▶ **QUOTED TEXT**:
──────
The smell of baking cake begins to drift through the kitchen door. I rise from my chair at the dinner table to begin clearing dishes. Our bellies are full of soup, and for that I am thankful. Many around us have nothing to eat.
On my way to the kitchen sink, the world goes dark. Power is out again. Will it be a few minutes this time? A few hours? A few days? I pause for a few moments, waiting. No lights flicker. Placing the dishes next to the sink, my hand rummages through the drawer to find a candle and matches. Only about 1/4 matches stays lit, and I finally find one to give a glow to the tall white candle so it can be placed in a holder. The flame illuminates the dining room, and I see 6 faces staring at me. What now, mom?
Pulling out a package of store-bought cookies sent from home, I serve the children dessert. This delicacy is a let down after smelling the cake that will now have to be thrown away because it will not finish baking. There are a few sad looks, but also a comment from a maturing teenager, saying, "That's okay, mom, you can't help it. Thanks for trying." As I hold back the tears, I turn away from her. How much she has grown up in the last 3 months! Once again, I am thankful.
After every morsel has been devoured, I carefully pour 7 cups of water from our clean water jug. Each child grabs a glass and heads up the stairs as I lead the procession by candlelight. Entering the bedroom, I grab a battery-operated lantern and pray that the batteries still have life in them. Placing the lantern on the edge of the tub in the bathroom, I put toothpaste on each toothbrush, and the children begin brushing. They use their cups of clean water to rinse their mouths, then swish their toothbrushes in the leftover water. Putting the brushes away, I sit the children down on the bedroom floor and use a flashlight to walk to their room. Grabbing every one's pajamas, I re-enter my bedroom. The boys take turns rinsing off quickly in the shower, because it's cold. There is no hot water when the power is out. Again, I am thankful that we have some water in our tank still. With the power out, it may not last very long.
──────
▶ **LISTED ENTRIES**:
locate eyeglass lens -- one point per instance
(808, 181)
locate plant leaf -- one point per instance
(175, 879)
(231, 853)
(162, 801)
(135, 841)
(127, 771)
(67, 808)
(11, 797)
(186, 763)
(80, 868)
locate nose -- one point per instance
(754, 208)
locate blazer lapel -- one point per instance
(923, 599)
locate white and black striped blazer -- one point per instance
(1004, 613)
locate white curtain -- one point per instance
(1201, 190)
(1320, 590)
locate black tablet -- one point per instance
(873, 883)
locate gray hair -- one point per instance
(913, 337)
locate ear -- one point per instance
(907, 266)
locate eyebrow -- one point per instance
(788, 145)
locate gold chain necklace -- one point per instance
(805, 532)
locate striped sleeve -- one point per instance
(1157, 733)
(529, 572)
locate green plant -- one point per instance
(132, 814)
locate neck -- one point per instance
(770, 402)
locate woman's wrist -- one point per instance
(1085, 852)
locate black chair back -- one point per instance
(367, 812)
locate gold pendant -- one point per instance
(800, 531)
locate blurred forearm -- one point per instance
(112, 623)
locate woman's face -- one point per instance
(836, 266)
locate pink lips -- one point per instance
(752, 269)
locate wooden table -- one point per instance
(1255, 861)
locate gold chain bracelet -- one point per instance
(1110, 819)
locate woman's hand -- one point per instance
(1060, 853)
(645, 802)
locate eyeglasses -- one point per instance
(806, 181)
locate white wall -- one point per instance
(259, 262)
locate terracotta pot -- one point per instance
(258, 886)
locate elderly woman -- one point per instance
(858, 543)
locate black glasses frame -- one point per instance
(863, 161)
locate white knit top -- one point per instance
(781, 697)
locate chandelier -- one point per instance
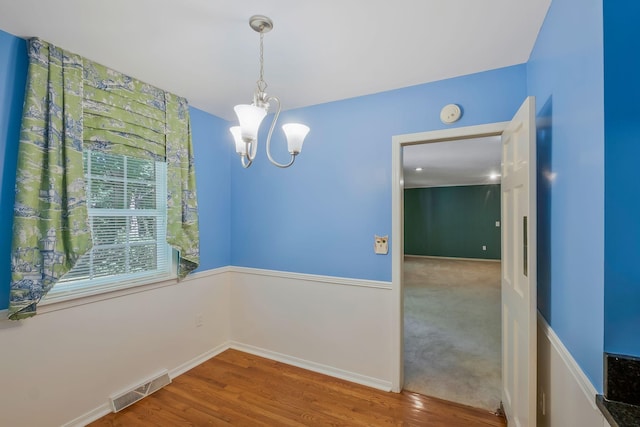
(250, 117)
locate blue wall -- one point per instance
(212, 166)
(212, 155)
(565, 73)
(320, 216)
(622, 187)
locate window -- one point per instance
(127, 207)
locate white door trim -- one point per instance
(397, 231)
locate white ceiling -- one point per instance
(460, 162)
(317, 52)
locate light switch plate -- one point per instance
(381, 245)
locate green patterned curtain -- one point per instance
(72, 103)
(50, 229)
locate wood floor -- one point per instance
(236, 388)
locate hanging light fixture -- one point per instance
(250, 117)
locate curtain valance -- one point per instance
(72, 104)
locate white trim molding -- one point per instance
(397, 226)
(48, 306)
(313, 366)
(578, 374)
(333, 280)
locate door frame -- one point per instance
(397, 227)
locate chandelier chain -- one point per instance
(262, 85)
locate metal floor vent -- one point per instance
(127, 398)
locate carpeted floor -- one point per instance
(452, 330)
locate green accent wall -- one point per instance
(452, 221)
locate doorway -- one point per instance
(452, 299)
(518, 272)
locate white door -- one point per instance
(519, 267)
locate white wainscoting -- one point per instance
(569, 396)
(60, 367)
(341, 327)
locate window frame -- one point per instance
(81, 288)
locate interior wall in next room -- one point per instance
(453, 222)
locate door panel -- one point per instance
(519, 267)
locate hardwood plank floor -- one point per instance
(240, 389)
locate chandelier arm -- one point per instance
(245, 164)
(273, 125)
(252, 147)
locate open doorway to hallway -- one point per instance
(451, 266)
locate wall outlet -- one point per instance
(381, 244)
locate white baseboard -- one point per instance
(106, 408)
(90, 416)
(578, 375)
(313, 366)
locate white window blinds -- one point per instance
(127, 207)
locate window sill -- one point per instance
(64, 301)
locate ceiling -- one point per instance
(460, 162)
(318, 51)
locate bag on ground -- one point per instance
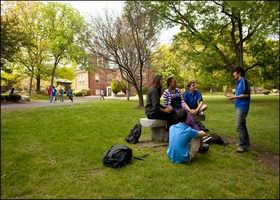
(134, 134)
(119, 155)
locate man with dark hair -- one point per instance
(193, 99)
(242, 104)
(184, 142)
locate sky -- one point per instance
(93, 8)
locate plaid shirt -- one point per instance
(168, 96)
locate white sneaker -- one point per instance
(201, 113)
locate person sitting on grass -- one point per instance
(172, 96)
(193, 99)
(184, 142)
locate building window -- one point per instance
(109, 78)
(97, 92)
(97, 78)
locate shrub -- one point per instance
(85, 92)
(15, 97)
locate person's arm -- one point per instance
(245, 92)
(200, 100)
(166, 98)
(202, 134)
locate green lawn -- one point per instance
(57, 152)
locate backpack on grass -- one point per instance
(119, 155)
(134, 134)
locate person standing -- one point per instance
(153, 108)
(172, 97)
(61, 95)
(102, 94)
(53, 95)
(194, 100)
(70, 94)
(50, 92)
(242, 104)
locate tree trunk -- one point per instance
(30, 84)
(38, 83)
(53, 72)
(128, 91)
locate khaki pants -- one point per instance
(194, 147)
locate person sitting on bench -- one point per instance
(193, 100)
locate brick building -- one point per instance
(102, 79)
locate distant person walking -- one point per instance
(61, 95)
(102, 94)
(50, 92)
(70, 94)
(53, 95)
(242, 104)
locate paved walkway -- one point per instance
(46, 103)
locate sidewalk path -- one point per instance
(46, 103)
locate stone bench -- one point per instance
(158, 129)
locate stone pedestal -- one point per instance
(158, 129)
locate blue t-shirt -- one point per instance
(242, 87)
(192, 99)
(180, 136)
(53, 92)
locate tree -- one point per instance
(64, 26)
(127, 42)
(33, 54)
(221, 31)
(12, 36)
(167, 64)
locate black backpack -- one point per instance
(118, 155)
(134, 134)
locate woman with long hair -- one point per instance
(153, 108)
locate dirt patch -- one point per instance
(265, 158)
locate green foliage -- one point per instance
(167, 64)
(12, 35)
(116, 86)
(65, 161)
(213, 32)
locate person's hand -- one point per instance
(230, 97)
(193, 111)
(169, 109)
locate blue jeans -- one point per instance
(244, 141)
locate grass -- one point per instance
(35, 96)
(57, 152)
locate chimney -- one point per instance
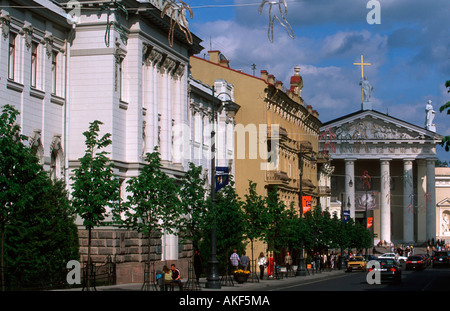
(214, 56)
(297, 82)
(264, 75)
(279, 85)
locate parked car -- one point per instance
(416, 262)
(427, 259)
(390, 270)
(356, 263)
(401, 259)
(440, 258)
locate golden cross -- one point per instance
(362, 64)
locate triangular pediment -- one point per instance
(373, 125)
(445, 202)
(369, 134)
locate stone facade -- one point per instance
(382, 160)
(61, 76)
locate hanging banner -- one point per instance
(369, 222)
(221, 177)
(367, 200)
(346, 216)
(306, 203)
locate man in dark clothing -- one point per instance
(176, 277)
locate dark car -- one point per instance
(390, 270)
(416, 262)
(440, 258)
(427, 259)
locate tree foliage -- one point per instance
(446, 140)
(193, 204)
(38, 233)
(254, 212)
(152, 205)
(230, 227)
(94, 185)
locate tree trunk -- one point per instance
(2, 263)
(88, 268)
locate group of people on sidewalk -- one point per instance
(172, 277)
(243, 262)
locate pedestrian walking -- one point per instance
(244, 262)
(270, 266)
(197, 265)
(234, 259)
(288, 261)
(262, 264)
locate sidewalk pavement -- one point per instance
(257, 285)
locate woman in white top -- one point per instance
(262, 264)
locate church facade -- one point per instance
(384, 173)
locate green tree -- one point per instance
(194, 205)
(289, 228)
(230, 224)
(152, 205)
(254, 210)
(20, 174)
(446, 140)
(42, 238)
(94, 185)
(38, 233)
(274, 219)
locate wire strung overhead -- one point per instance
(176, 10)
(115, 23)
(282, 7)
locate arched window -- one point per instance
(56, 159)
(36, 146)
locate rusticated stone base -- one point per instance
(129, 250)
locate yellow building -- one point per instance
(267, 108)
(443, 203)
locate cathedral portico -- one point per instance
(391, 165)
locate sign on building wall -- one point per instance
(367, 200)
(306, 203)
(221, 177)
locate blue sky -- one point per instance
(409, 51)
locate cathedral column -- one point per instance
(408, 201)
(385, 215)
(350, 190)
(431, 199)
(421, 200)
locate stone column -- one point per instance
(421, 201)
(408, 202)
(350, 191)
(431, 199)
(385, 213)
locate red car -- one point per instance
(416, 262)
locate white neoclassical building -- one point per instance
(33, 77)
(384, 173)
(134, 78)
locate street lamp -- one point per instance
(308, 154)
(213, 280)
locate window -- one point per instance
(54, 73)
(12, 55)
(34, 48)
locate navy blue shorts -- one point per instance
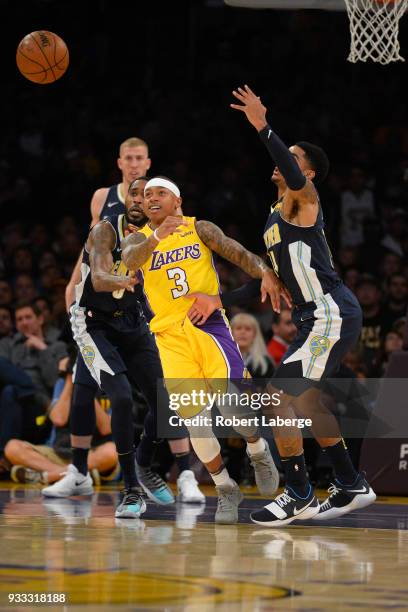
(327, 329)
(114, 343)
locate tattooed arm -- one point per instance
(100, 243)
(230, 249)
(136, 248)
(253, 265)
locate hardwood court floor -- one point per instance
(177, 559)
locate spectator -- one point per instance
(391, 343)
(45, 307)
(284, 332)
(24, 288)
(47, 464)
(6, 322)
(247, 334)
(357, 205)
(396, 300)
(22, 261)
(397, 231)
(6, 293)
(37, 358)
(369, 295)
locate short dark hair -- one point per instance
(139, 178)
(317, 158)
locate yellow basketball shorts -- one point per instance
(199, 358)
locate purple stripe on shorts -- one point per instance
(219, 330)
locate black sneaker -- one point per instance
(344, 499)
(286, 508)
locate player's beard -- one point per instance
(139, 219)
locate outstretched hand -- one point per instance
(251, 106)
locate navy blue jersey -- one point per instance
(300, 256)
(106, 301)
(114, 203)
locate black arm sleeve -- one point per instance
(242, 295)
(284, 159)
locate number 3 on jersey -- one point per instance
(180, 280)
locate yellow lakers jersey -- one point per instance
(180, 264)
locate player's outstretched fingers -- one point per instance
(238, 95)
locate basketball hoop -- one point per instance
(374, 30)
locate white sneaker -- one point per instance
(72, 483)
(188, 491)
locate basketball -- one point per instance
(42, 57)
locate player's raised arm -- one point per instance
(100, 243)
(136, 248)
(252, 264)
(296, 179)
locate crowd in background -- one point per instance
(176, 96)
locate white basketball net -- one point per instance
(374, 30)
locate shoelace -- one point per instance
(283, 499)
(224, 501)
(153, 480)
(130, 497)
(333, 490)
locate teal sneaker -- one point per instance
(132, 504)
(154, 486)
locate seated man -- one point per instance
(36, 357)
(47, 464)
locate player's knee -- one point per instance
(13, 449)
(206, 449)
(110, 456)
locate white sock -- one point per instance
(256, 447)
(222, 478)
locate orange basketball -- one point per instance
(42, 57)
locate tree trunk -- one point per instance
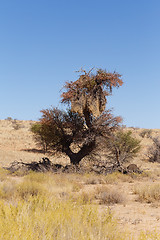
(75, 158)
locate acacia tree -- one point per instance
(78, 131)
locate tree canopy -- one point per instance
(77, 131)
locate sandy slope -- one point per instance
(17, 144)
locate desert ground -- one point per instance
(134, 213)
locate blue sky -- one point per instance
(43, 43)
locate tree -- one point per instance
(154, 150)
(78, 131)
(123, 147)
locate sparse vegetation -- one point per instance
(123, 147)
(148, 193)
(108, 196)
(154, 150)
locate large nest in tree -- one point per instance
(94, 102)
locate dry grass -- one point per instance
(148, 193)
(109, 195)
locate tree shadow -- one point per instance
(33, 150)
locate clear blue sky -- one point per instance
(43, 43)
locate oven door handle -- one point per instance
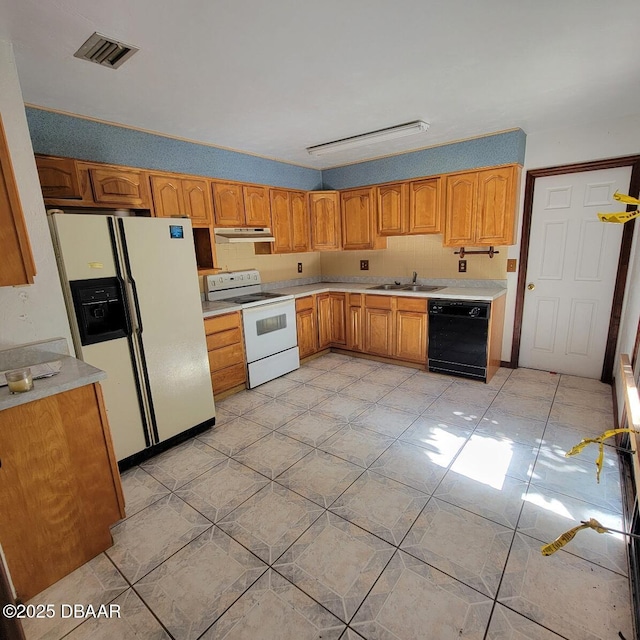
(269, 307)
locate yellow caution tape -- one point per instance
(622, 216)
(559, 542)
(600, 442)
(620, 197)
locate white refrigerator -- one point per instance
(134, 305)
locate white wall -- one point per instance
(598, 141)
(34, 312)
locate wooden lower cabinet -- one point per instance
(225, 345)
(331, 319)
(411, 330)
(355, 339)
(307, 326)
(395, 327)
(378, 325)
(60, 486)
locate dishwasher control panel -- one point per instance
(460, 308)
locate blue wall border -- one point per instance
(491, 150)
(59, 134)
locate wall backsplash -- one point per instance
(272, 268)
(405, 254)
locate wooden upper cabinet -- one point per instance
(228, 204)
(459, 227)
(290, 221)
(497, 199)
(425, 206)
(299, 221)
(174, 196)
(256, 206)
(197, 201)
(324, 217)
(120, 187)
(357, 208)
(482, 207)
(167, 196)
(58, 177)
(17, 265)
(392, 209)
(281, 217)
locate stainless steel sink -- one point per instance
(387, 287)
(420, 287)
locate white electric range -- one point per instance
(269, 323)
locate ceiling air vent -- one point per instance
(105, 51)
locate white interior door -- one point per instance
(571, 271)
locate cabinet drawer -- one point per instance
(378, 302)
(225, 357)
(304, 303)
(412, 304)
(224, 339)
(222, 323)
(228, 378)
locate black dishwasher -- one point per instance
(458, 331)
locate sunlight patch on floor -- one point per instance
(485, 460)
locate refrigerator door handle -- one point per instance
(138, 331)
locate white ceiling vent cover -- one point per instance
(105, 51)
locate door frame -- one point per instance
(623, 259)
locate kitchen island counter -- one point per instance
(487, 294)
(73, 373)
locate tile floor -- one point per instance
(352, 499)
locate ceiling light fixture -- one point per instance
(365, 139)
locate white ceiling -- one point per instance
(274, 77)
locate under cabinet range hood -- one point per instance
(253, 234)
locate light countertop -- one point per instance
(73, 373)
(487, 294)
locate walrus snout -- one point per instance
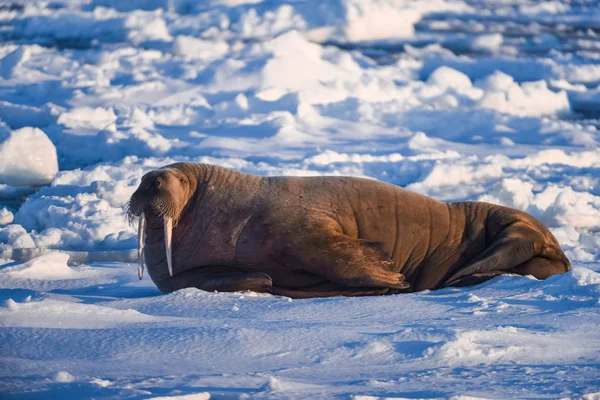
(160, 197)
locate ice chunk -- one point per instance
(27, 158)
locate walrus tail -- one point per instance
(521, 249)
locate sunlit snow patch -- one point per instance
(51, 266)
(58, 314)
(27, 158)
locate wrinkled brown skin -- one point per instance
(330, 236)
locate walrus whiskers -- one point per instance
(168, 224)
(141, 242)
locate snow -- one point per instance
(493, 101)
(28, 158)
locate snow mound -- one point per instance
(27, 158)
(512, 345)
(58, 314)
(503, 94)
(51, 266)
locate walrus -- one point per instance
(217, 229)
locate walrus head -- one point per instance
(161, 197)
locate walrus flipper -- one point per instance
(517, 244)
(349, 262)
(218, 279)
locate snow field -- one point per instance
(491, 101)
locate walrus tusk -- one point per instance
(168, 235)
(141, 242)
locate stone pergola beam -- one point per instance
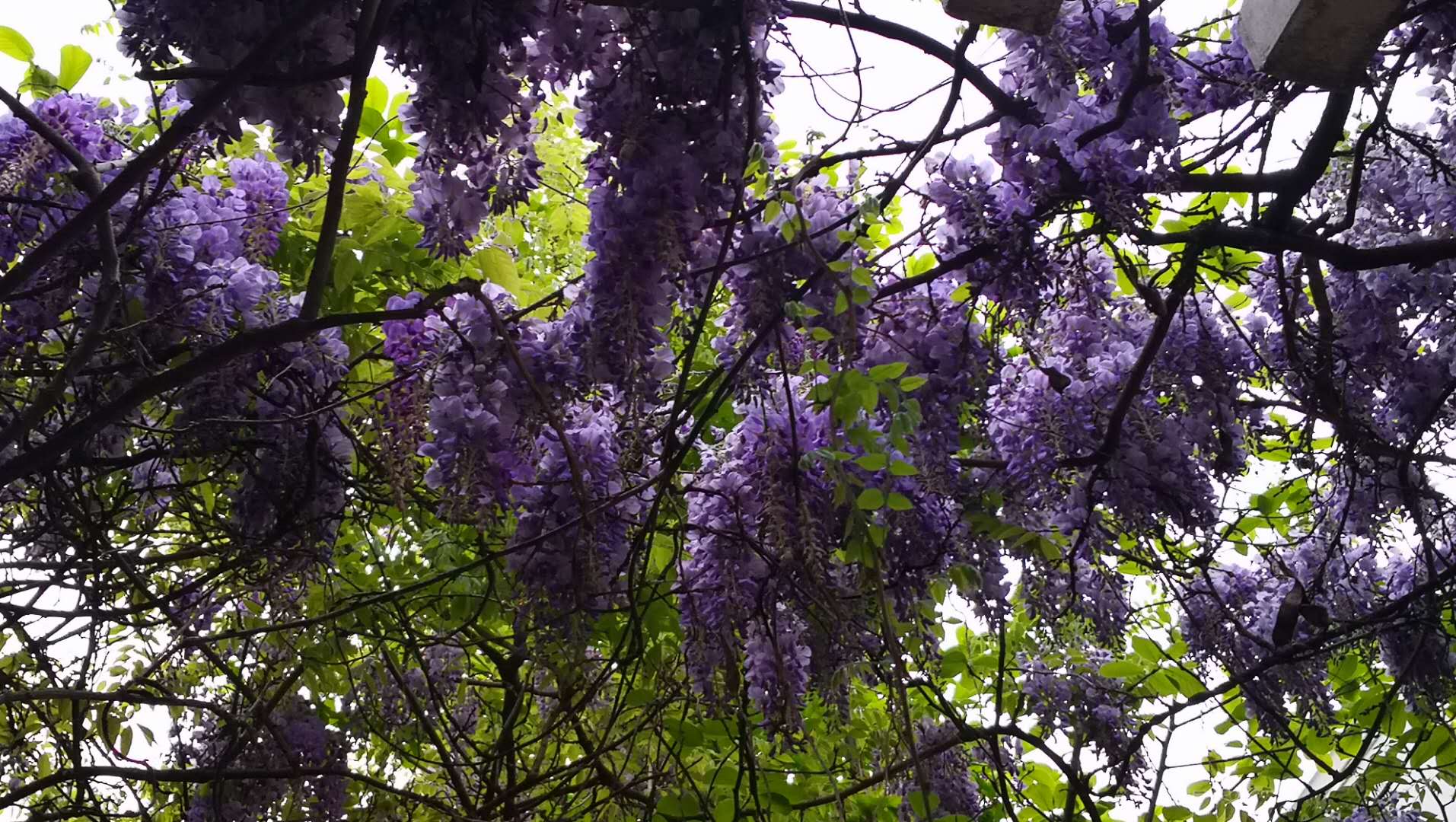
(1031, 16)
(1322, 43)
──────
Return the part of the power outage passage above word for word, starting with "The smell of" and going on through "nothing to eat.".

The smell of baking cake begins to drift through the kitchen door. I rise from my chair at the dinner table to begin clearing dishes. Our bellies are full of soup, and for that I am thankful. Many around us have nothing to eat.